[Rows from a box-labeling dataset]
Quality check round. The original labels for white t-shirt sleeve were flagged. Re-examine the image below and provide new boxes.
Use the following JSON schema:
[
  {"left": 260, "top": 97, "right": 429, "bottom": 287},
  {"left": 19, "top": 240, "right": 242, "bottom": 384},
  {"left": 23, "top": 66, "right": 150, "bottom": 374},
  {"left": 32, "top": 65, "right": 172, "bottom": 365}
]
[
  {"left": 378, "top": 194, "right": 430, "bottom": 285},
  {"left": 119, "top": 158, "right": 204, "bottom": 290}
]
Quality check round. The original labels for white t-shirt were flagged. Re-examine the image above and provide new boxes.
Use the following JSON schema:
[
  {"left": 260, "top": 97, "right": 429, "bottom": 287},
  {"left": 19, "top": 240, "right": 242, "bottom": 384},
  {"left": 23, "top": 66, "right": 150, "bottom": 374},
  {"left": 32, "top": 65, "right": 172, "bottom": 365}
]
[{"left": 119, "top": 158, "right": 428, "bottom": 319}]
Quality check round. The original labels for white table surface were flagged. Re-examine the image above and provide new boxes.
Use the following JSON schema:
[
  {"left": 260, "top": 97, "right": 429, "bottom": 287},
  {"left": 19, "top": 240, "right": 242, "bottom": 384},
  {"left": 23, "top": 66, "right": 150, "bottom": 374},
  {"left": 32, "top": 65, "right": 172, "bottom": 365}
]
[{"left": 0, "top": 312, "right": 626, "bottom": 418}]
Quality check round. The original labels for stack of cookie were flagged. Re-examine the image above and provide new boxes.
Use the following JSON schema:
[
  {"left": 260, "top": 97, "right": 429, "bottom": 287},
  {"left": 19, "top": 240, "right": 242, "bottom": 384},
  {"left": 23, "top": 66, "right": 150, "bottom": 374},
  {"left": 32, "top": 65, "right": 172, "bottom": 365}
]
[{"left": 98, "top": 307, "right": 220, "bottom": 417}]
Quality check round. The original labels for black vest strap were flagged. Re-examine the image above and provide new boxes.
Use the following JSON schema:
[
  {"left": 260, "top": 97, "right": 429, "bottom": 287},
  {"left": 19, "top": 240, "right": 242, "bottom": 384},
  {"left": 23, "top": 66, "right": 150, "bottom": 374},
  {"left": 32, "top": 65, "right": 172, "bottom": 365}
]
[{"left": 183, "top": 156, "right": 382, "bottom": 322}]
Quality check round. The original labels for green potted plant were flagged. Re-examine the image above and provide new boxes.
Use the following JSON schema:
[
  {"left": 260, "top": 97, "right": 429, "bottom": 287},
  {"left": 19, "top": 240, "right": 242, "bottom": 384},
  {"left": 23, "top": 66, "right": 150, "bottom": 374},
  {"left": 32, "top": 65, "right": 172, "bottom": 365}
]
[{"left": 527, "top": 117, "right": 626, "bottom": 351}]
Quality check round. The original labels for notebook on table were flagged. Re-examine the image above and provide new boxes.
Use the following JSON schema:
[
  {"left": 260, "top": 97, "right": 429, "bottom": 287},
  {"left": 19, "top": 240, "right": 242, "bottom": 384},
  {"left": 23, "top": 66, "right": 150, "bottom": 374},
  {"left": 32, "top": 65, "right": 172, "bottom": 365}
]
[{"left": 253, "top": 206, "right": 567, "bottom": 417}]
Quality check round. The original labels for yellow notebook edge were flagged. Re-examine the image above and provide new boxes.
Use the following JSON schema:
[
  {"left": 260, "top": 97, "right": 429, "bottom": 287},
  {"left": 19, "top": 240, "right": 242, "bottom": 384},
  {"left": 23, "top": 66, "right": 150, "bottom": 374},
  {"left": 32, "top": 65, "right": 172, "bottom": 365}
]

### [Stated exercise]
Present every line of the records above as a Markdown table with two columns, Row and Line, where Row holds the row number and Line holds the text of that line. Omit blank lines.

### [Completed task]
| Row | Line |
|---|---|
| 1 | Quality check round. The original labels for white t-shirt sleeve were flagged. Re-examine the image below and provide new boxes. |
| 2 | Use the following JSON schema: |
| 3 | [ |
| 4 |   {"left": 260, "top": 97, "right": 429, "bottom": 287}, |
| 5 |   {"left": 19, "top": 240, "right": 242, "bottom": 384}, |
| 6 |   {"left": 23, "top": 66, "right": 150, "bottom": 374}, |
| 7 |   {"left": 32, "top": 65, "right": 172, "bottom": 365} |
| 8 | ] |
| 9 | [ |
| 10 |   {"left": 378, "top": 194, "right": 430, "bottom": 285}, |
| 11 |   {"left": 119, "top": 158, "right": 204, "bottom": 290} |
| 12 | ] |
| 13 | Quality check round. The original labels for white t-shirt were flagged. Re-examine the image above and provide new boxes. |
| 14 | Use the following JSON schema: |
| 15 | [ |
| 16 |   {"left": 260, "top": 97, "right": 429, "bottom": 287}, |
| 17 |   {"left": 19, "top": 240, "right": 242, "bottom": 384}, |
| 18 |   {"left": 23, "top": 66, "right": 150, "bottom": 374}, |
| 19 |   {"left": 32, "top": 65, "right": 172, "bottom": 365} |
| 20 | ] |
| 21 | [{"left": 119, "top": 158, "right": 428, "bottom": 319}] |
| 22 | Quality check round. The original labels for white table surface were flagged. Re-examine the image above and provide new boxes. |
| 23 | Use the following JSON schema: |
| 24 | [ |
| 25 |   {"left": 260, "top": 97, "right": 429, "bottom": 287}, |
| 26 |   {"left": 19, "top": 240, "right": 242, "bottom": 384}, |
| 27 |   {"left": 23, "top": 66, "right": 150, "bottom": 374}, |
| 28 |   {"left": 32, "top": 65, "right": 172, "bottom": 365} |
| 29 | ] |
| 30 | [{"left": 0, "top": 312, "right": 626, "bottom": 418}] |
| 31 | Quality check round. The original labels for stack of cookie were flagged. Re-examine the image above and provide new boxes. |
| 32 | Use the following JSON schema: |
| 33 | [ |
| 34 |   {"left": 260, "top": 97, "right": 429, "bottom": 287}, |
| 35 |   {"left": 19, "top": 240, "right": 242, "bottom": 384}, |
| 36 |   {"left": 23, "top": 66, "right": 150, "bottom": 374}, |
| 37 |   {"left": 32, "top": 65, "right": 172, "bottom": 365} |
| 38 | ] |
| 39 | [{"left": 98, "top": 307, "right": 220, "bottom": 417}] |
| 40 | Quality check round. The original labels for black vest strap were flagged. Re-examine the image above and provide new boxes. |
| 41 | Use the following JSON schema: |
| 42 | [ |
| 43 |   {"left": 260, "top": 97, "right": 429, "bottom": 287}, |
| 44 |   {"left": 19, "top": 240, "right": 242, "bottom": 384}, |
| 45 |   {"left": 23, "top": 66, "right": 150, "bottom": 374}, |
| 46 |   {"left": 32, "top": 65, "right": 172, "bottom": 365} |
| 47 | ] |
| 48 | [{"left": 183, "top": 156, "right": 382, "bottom": 322}] |
| 49 | Quality check round. The original labels for green potted plant were flagged. Re-examine the image above and provide new boxes. |
| 50 | Use the following JSON schema: |
| 51 | [ |
| 52 |   {"left": 260, "top": 97, "right": 429, "bottom": 287}, |
| 53 |   {"left": 19, "top": 240, "right": 242, "bottom": 384}, |
| 54 |   {"left": 23, "top": 66, "right": 150, "bottom": 374}, |
| 55 |   {"left": 32, "top": 65, "right": 172, "bottom": 365} |
| 56 | ] |
| 57 | [{"left": 527, "top": 117, "right": 626, "bottom": 351}] |
| 58 | Quality check round. The original labels for notebook on table were flagged. Re-examine the image above and provide new boxes. |
| 59 | Use the following JSON schema: |
| 60 | [ |
| 61 |   {"left": 260, "top": 97, "right": 429, "bottom": 287}, |
| 62 |   {"left": 19, "top": 240, "right": 242, "bottom": 384}, |
| 63 |   {"left": 23, "top": 66, "right": 150, "bottom": 374}, |
| 64 |   {"left": 32, "top": 65, "right": 172, "bottom": 365} |
| 65 | ] |
| 66 | [{"left": 253, "top": 206, "right": 567, "bottom": 417}] |
| 67 | Quality check round. The original labels for yellow notebook edge were flagged. Re-examine the image above and provide new boxes. |
| 68 | Use the following JSON schema: |
| 69 | [ |
| 70 |   {"left": 260, "top": 97, "right": 429, "bottom": 287}, |
| 71 |   {"left": 19, "top": 240, "right": 242, "bottom": 384}, |
| 72 |   {"left": 23, "top": 66, "right": 150, "bottom": 374}, |
| 73 |   {"left": 32, "top": 65, "right": 172, "bottom": 365} |
| 74 | ] |